» Set of tasks:
1. Return everything in the piece on Adam Smith and AI from "He shows that" down to "in cybernetic form.", copied word for word.
2. According to the piece on Adam Smith and AI, how many pins do ten specialized workers turn out in Smith's calculation?

» Extract provided:
Adam Smith packs up his pins
In 1776, Adam Smith opened his masterwork, An Inquiry into the Nature and Causes of the Wealth of Nations, with a pin factory, and his little calculation became famous.
He shows that where a lone worker can barely make twenty pins a day, ten specialized workers turn out forty-eight thousand. The division of labor had just laid the foundations of two and a half centuries of industrial capitalism.
AI does the exact opposite, and that is the paradox we are living through. For the first time since Smith, a major technology no longer fragments tasks but recomposes them inside a single person.
This person already has a name. It is the HI-C, the high-impact individual contributor Elena Verna describes at Lovable, or the Member of Technical Staff popularized by Anthropic, two names for one concept, an augmented individual who pulls back into one pair of hands what several teams coordinated yesterday. It is the craftsman resurrected, a white-collar worker in cybernetic form.

» Material provided:
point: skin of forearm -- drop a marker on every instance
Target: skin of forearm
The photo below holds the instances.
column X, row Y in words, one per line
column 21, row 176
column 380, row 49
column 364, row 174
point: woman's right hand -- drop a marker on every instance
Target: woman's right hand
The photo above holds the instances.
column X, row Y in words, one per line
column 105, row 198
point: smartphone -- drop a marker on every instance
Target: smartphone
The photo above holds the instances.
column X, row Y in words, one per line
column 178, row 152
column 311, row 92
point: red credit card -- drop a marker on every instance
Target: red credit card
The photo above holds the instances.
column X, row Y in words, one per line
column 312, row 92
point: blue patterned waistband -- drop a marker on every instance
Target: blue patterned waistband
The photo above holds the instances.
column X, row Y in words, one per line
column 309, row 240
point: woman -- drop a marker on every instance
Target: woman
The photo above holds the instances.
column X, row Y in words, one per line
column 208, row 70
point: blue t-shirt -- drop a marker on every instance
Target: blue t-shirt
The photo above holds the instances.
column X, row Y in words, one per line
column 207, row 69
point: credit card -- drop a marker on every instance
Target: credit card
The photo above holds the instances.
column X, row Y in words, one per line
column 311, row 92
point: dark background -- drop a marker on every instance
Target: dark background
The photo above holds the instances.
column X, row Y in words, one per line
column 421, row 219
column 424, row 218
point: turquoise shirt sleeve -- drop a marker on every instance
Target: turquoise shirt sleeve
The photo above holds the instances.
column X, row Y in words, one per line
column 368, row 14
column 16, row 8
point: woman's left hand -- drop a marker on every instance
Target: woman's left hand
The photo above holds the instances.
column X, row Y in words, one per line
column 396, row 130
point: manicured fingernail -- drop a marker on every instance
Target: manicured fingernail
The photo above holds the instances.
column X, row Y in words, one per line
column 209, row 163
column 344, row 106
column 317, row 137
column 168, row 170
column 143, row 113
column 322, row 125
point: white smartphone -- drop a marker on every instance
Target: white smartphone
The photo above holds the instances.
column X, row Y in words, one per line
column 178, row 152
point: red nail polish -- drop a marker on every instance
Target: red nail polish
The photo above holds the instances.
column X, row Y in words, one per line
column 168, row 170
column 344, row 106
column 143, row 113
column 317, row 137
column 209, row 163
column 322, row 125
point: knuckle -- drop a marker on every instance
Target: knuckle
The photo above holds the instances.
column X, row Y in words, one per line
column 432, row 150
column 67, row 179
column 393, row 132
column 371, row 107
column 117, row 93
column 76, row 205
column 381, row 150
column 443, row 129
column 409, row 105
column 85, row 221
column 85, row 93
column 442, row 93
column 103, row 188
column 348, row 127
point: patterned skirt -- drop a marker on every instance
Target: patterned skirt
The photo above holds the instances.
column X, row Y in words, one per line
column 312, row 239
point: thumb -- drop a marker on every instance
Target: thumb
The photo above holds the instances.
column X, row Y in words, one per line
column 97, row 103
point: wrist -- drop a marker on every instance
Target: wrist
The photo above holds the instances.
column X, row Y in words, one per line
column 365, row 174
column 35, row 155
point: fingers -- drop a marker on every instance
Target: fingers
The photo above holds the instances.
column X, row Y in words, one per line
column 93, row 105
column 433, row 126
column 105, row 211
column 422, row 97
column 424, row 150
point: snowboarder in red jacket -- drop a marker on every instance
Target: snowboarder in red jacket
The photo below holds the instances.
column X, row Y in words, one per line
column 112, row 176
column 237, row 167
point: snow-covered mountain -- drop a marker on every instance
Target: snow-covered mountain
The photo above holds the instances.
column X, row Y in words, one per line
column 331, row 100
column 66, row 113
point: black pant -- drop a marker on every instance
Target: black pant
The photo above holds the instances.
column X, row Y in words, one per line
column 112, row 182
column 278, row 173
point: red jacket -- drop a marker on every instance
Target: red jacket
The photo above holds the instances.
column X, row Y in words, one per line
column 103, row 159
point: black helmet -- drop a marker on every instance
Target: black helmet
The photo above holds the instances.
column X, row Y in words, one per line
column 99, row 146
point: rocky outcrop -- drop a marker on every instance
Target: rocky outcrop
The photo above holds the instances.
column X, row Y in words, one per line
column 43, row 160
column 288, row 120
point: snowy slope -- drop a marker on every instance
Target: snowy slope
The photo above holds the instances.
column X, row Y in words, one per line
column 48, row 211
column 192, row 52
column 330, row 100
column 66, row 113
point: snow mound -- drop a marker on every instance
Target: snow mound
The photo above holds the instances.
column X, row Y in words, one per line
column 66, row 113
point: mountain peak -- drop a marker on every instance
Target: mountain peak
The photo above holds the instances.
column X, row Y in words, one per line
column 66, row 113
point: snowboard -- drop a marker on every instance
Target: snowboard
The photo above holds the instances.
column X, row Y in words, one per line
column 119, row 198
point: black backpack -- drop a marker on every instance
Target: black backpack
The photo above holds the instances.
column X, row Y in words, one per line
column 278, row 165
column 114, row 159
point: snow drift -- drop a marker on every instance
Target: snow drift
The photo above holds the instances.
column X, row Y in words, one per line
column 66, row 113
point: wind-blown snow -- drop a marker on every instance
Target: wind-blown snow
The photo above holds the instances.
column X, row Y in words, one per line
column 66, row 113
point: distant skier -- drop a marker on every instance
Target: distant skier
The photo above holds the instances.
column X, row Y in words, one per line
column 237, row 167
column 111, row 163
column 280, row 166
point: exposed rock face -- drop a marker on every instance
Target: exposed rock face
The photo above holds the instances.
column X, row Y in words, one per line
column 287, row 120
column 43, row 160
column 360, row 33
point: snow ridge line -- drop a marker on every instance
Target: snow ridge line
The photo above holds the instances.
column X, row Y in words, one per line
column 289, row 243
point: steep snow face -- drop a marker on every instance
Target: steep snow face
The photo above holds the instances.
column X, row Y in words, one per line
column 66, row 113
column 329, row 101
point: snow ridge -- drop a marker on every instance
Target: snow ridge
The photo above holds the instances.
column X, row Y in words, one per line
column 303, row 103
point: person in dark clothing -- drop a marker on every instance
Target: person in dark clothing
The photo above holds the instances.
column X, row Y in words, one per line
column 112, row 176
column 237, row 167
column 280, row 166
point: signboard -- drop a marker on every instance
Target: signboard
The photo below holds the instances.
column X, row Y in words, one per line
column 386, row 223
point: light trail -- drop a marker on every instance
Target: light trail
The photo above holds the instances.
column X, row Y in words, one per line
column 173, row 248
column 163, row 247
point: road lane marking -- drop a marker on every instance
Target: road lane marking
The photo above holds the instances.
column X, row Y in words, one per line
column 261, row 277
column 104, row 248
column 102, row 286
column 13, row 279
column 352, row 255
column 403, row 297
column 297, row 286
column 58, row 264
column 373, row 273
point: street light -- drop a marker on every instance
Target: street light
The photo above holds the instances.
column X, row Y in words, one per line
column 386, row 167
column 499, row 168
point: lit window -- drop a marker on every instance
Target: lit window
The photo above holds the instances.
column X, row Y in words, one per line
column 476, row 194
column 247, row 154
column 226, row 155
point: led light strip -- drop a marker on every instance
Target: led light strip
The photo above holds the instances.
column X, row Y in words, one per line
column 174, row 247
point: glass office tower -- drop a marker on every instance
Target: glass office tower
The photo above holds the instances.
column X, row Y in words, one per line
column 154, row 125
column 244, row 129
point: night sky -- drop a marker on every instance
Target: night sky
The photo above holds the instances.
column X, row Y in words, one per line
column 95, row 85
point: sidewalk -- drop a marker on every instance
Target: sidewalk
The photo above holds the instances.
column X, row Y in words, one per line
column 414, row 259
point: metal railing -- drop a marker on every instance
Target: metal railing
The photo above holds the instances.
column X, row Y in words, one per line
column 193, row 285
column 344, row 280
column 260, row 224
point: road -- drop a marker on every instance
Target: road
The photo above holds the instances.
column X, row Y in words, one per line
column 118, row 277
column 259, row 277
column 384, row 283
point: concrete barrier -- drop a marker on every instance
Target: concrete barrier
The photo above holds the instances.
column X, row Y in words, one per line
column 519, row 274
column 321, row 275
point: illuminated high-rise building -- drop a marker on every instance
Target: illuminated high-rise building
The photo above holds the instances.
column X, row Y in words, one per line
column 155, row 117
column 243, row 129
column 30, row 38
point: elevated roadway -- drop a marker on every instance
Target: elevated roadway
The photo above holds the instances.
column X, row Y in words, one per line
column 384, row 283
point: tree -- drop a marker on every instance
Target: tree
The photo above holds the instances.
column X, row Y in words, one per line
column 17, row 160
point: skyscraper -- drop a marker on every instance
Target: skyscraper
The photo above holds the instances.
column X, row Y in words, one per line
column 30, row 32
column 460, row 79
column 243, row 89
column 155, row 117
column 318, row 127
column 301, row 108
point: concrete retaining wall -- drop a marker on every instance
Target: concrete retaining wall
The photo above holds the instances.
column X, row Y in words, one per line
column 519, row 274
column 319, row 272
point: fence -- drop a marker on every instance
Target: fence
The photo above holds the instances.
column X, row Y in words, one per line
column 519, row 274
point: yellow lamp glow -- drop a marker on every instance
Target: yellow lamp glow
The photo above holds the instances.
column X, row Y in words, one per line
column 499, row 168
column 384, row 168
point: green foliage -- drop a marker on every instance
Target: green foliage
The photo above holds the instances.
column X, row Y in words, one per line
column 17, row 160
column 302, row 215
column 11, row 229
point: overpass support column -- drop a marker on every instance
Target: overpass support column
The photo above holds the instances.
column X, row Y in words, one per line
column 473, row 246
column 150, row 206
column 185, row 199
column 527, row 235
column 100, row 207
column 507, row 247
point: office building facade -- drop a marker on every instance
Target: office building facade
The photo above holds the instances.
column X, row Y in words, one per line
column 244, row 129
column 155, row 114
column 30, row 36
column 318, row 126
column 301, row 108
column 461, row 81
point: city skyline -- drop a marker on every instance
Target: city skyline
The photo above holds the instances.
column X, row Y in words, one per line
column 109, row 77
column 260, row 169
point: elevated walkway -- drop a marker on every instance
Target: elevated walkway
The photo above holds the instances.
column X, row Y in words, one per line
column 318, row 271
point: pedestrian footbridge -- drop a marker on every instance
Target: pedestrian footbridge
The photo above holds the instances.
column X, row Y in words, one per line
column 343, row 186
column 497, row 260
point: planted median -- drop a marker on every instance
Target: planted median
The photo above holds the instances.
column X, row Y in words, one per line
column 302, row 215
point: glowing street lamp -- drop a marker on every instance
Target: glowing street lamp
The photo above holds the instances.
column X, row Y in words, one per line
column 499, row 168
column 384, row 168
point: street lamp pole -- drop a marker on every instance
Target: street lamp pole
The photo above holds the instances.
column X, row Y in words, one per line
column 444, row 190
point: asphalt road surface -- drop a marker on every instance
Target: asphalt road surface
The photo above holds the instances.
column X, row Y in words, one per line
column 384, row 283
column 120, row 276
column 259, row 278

» Written answers:
1.
He shows that where a lone worker can barely make twenty pins a day, ten specialized workers turn out forty-eight thousand. The division of labor had just laid the foundations of two and a half centuries of industrial capitalism.
AI does the exact opposite, and that is the paradox we are living through. For the first time since Smith, a major technology no longer fragments tasks but recomposes them inside a single person.
This person already has a name. It is the HI-C, the high-impact individual contributor Elena Verna describes at Lovable, or the Member of Technical Staff popularized by Anthropic, two names for one concept, an augmented individual who pulls back into one pair of hands what several teams coordinated yesterday. It is the craftsman resurrected, a white-collar worker in cybernetic form.

2. Forty-eight thousand.